◆ **DATA ENTRIES**
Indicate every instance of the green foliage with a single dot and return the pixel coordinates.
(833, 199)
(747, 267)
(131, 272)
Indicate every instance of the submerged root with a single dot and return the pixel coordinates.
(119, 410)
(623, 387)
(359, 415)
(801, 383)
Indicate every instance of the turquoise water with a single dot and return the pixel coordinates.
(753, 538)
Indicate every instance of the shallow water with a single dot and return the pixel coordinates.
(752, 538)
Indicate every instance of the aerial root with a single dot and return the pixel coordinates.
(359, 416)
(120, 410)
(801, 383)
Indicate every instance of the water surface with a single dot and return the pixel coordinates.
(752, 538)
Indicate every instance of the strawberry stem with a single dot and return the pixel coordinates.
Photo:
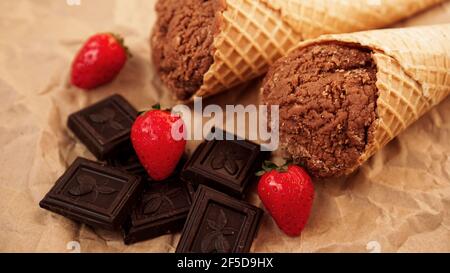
(121, 41)
(269, 166)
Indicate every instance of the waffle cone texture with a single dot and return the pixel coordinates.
(413, 76)
(255, 33)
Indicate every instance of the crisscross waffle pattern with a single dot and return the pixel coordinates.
(255, 33)
(314, 18)
(413, 75)
(252, 38)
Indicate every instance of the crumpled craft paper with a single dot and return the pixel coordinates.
(399, 201)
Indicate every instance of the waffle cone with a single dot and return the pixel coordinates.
(255, 33)
(252, 37)
(413, 76)
(318, 17)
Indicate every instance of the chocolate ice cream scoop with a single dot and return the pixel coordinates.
(343, 97)
(327, 95)
(182, 43)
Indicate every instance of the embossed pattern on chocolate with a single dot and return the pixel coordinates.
(226, 165)
(105, 126)
(162, 209)
(218, 223)
(94, 194)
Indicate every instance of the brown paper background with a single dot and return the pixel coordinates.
(399, 200)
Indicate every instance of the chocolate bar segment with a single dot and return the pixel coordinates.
(105, 126)
(94, 194)
(162, 209)
(218, 223)
(226, 165)
(127, 160)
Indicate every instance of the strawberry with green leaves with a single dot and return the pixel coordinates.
(99, 61)
(158, 139)
(287, 192)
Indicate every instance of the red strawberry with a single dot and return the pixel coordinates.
(99, 61)
(288, 194)
(158, 150)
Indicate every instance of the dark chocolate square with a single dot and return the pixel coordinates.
(226, 165)
(218, 223)
(105, 126)
(127, 160)
(94, 194)
(162, 209)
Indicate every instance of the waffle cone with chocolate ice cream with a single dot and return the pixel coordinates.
(201, 48)
(343, 97)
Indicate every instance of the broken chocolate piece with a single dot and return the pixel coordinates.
(162, 209)
(226, 165)
(94, 194)
(218, 223)
(105, 126)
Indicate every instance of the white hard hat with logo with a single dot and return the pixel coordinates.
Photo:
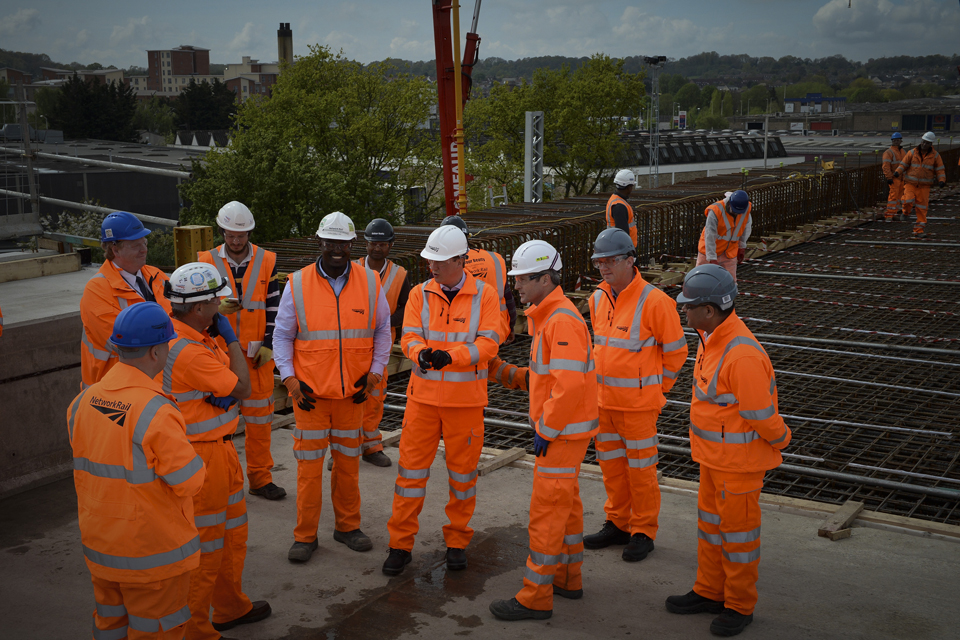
(337, 226)
(195, 282)
(444, 243)
(235, 216)
(535, 256)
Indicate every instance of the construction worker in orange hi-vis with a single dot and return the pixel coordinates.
(736, 435)
(564, 412)
(639, 350)
(331, 345)
(252, 274)
(208, 384)
(728, 226)
(123, 279)
(921, 168)
(450, 332)
(135, 475)
(891, 161)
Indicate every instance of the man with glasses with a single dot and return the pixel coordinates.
(639, 349)
(331, 345)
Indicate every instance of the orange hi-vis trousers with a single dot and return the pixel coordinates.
(462, 431)
(728, 532)
(155, 610)
(220, 513)
(257, 412)
(627, 452)
(332, 424)
(556, 525)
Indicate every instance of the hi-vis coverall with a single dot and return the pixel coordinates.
(197, 368)
(563, 409)
(736, 434)
(104, 297)
(135, 474)
(448, 402)
(639, 349)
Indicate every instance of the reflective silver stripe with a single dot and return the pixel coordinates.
(744, 557)
(143, 562)
(738, 537)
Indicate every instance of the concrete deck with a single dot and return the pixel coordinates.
(876, 584)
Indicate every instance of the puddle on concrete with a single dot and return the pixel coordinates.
(390, 611)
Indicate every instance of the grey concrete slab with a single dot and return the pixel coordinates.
(876, 584)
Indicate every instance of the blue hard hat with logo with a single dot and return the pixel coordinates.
(121, 225)
(144, 324)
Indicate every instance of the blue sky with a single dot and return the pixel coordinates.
(119, 33)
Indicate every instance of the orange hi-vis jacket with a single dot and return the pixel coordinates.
(136, 475)
(465, 328)
(250, 325)
(891, 160)
(196, 368)
(734, 420)
(392, 282)
(104, 297)
(334, 344)
(631, 217)
(490, 267)
(639, 345)
(730, 229)
(563, 386)
(917, 168)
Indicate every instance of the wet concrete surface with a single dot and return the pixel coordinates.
(876, 584)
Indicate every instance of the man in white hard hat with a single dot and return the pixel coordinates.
(252, 312)
(450, 333)
(331, 344)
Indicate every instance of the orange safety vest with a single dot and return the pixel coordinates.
(104, 297)
(334, 343)
(135, 475)
(205, 422)
(734, 420)
(639, 345)
(465, 328)
(563, 386)
(631, 219)
(250, 324)
(729, 229)
(490, 267)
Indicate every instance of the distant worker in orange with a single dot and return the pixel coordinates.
(736, 435)
(728, 226)
(252, 312)
(332, 344)
(920, 169)
(208, 384)
(891, 161)
(639, 350)
(450, 332)
(123, 279)
(135, 475)
(563, 410)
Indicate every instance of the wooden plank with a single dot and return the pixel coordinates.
(500, 460)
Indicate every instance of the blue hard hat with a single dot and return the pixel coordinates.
(739, 201)
(121, 225)
(142, 325)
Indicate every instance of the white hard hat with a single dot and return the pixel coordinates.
(195, 282)
(234, 216)
(535, 256)
(445, 242)
(337, 226)
(624, 178)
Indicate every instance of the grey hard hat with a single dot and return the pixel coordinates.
(708, 283)
(612, 242)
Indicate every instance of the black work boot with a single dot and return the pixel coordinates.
(608, 535)
(730, 623)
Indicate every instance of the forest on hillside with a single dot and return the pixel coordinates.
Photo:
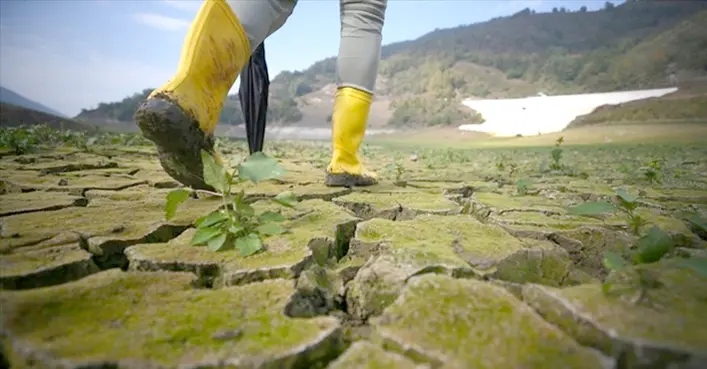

◆ **TASK TO COMPLETE**
Please reproduce the entire listing above word for word, omitting the pictures.

◆ **COMPLETE ANSWER**
Indicate every instance of the green foliage with a single dot and return the pixel coordinates.
(833, 199)
(747, 267)
(131, 272)
Indicate every instance of the submerged root with a single dot and return the pixel coordinates.
(119, 410)
(623, 387)
(359, 415)
(801, 383)
Indicate every instance of the turquoise water with a single dot and return the pixel coordinates.
(753, 538)
Indicate every instance of the shallow water with a single dot and return the pixel coordinates.
(752, 538)
Indicate every instance of the aerial root with a single dot and return the pixel coordinates.
(359, 416)
(120, 410)
(801, 383)
Indicate every instance of the water surface with a single dot and return the pixel coordinates.
(752, 538)
Indicate every instance of the strawberry stem with a single dot and return the pixel coordinates.
Photo:
(121, 41)
(269, 166)
Indicate every instance of the waffle cone texture with a single dot and return the pixel coordinates.
(413, 76)
(255, 33)
Indicate every instance of the crisscross waffle pattern with a single dot and return the pixel coordinates.
(255, 33)
(314, 18)
(413, 75)
(252, 38)
Indicate every instance of the crumpled craft paper with a single dot and return the pixel coordinates.
(399, 201)
Indicate every instance of the waffle cone with a single dot and return the pixel coordinates.
(255, 33)
(252, 37)
(413, 76)
(318, 17)
Indicate every instance of the chocolate ice cream scoop with a single dot and return the pixel coordinates.
(343, 97)
(327, 95)
(182, 43)
Indicate every instance of the embossed pattern on chocolate with a single dot and return the pixel coordinates.
(226, 165)
(105, 126)
(162, 209)
(218, 223)
(94, 194)
Indicate every instance of the brown paper background with a single dot and return the pixel coordinates.
(399, 200)
Indicate every instance of the chocolate bar segment with a single dot and return the pixel coordinates.
(105, 126)
(94, 194)
(162, 209)
(218, 223)
(226, 165)
(127, 160)
Indicate every instance of the strawberry with green leaves with a single dot and return the pixel coordinates.
(99, 61)
(158, 139)
(287, 192)
Indicate every instance of the red strawberry with a single dot and return the pixel coordinates.
(99, 61)
(288, 194)
(158, 150)
Indicate every instance of the dark chocolate square with a single dot and return the pixel coordinates.
(226, 165)
(218, 223)
(105, 126)
(127, 160)
(94, 194)
(162, 209)
Indicate every instance of the waffle cone with chocolate ice cream with a single dot and return the pixel coordinates.
(201, 48)
(343, 97)
Indicate every instance of the broken chocolate piece with a single dot and return the pixel coordinates.
(162, 209)
(226, 165)
(94, 194)
(218, 223)
(105, 126)
Indicate every instance of the white hard hat with logo with a single dot and return the pixel coordinates.
Photo:
(337, 226)
(195, 282)
(444, 243)
(235, 216)
(535, 256)
Indicate every instance of the construction worker in orange hi-vis with a single dot and return the pixel coordinates.
(736, 435)
(564, 412)
(639, 350)
(331, 345)
(252, 274)
(208, 384)
(728, 226)
(123, 279)
(921, 168)
(450, 332)
(135, 475)
(891, 161)
Indicate every instance of the man with glasses with a single dot and return the pixel coordinates.
(639, 349)
(331, 345)
Indicate every instance of the orange hi-vis trousers with a single dot and return the pixel coordinates.
(462, 431)
(728, 532)
(155, 610)
(220, 513)
(257, 412)
(627, 452)
(332, 424)
(556, 525)
Indicate every instance of the hi-vis coverall with a single dot and return the pixel coordinates.
(197, 368)
(563, 409)
(736, 434)
(104, 297)
(135, 474)
(448, 402)
(639, 349)
Indicate every instance of the reflective silver stripe with a single dot and return the pixel coordinates.
(744, 557)
(143, 562)
(738, 537)
Indicate every instance of the concrete deck with a single dot and return the pixel coordinates.
(876, 584)
Indicate every instance of the puddle on concrete with a single dot and return the pixel coordinates.
(390, 611)
Indicate every instance of the grey concrete slab with a single dot and return the pixel coordinates.
(876, 584)
Indicate every instance of the blue hard hat with logo with a single dot and return the pixel coordinates.
(121, 225)
(144, 324)
Indicate every instance of the blue sky with a single dot and return the pixel coordinates.
(119, 33)
Indicate every instance of the orange hi-vis jacket with a single dot and return the pixel coordinates.
(136, 475)
(465, 328)
(250, 325)
(891, 160)
(196, 368)
(734, 420)
(392, 282)
(104, 297)
(334, 344)
(631, 217)
(490, 267)
(639, 345)
(730, 229)
(563, 386)
(917, 168)
Indicate every instance of the wet concrete surface with a single dot and return the pixel coordinates.
(876, 584)
Indicate every instance of the man in white hard hat with a single dot and return the pixel coordinates.
(252, 312)
(450, 333)
(331, 344)
Indicate every instance of the orange safety vest with a single dot and return the pixel coordinates.
(104, 297)
(334, 343)
(135, 475)
(205, 422)
(734, 420)
(639, 345)
(465, 328)
(563, 386)
(631, 219)
(250, 324)
(729, 229)
(490, 267)
Indicate every instance of the distant worker in orange with a single dot and return the pixel coordinates.
(736, 435)
(728, 226)
(252, 312)
(332, 344)
(920, 169)
(208, 384)
(891, 161)
(639, 350)
(450, 332)
(123, 279)
(135, 475)
(563, 410)
Indicate every instance of the wooden plank with a single dot and return the pixel coordinates.
(500, 460)
Indicate every instance of the blue hard hat with a single dot and return the pixel coordinates.
(739, 201)
(121, 225)
(142, 325)
Indicate every instance of the white hard hat with a single dot and return the pixel coordinates.
(195, 282)
(234, 216)
(535, 256)
(445, 242)
(337, 226)
(624, 178)
Indicate every instance of the grey hard hat with a single dot and return the pixel coordinates.
(708, 283)
(612, 242)
Indicate every instance of the black work boot with a single dot and return the pixel coordinates.
(608, 535)
(730, 623)
Indicate every instance of the forest on hillside with a single dot and return the pixel coordinates.
Photo:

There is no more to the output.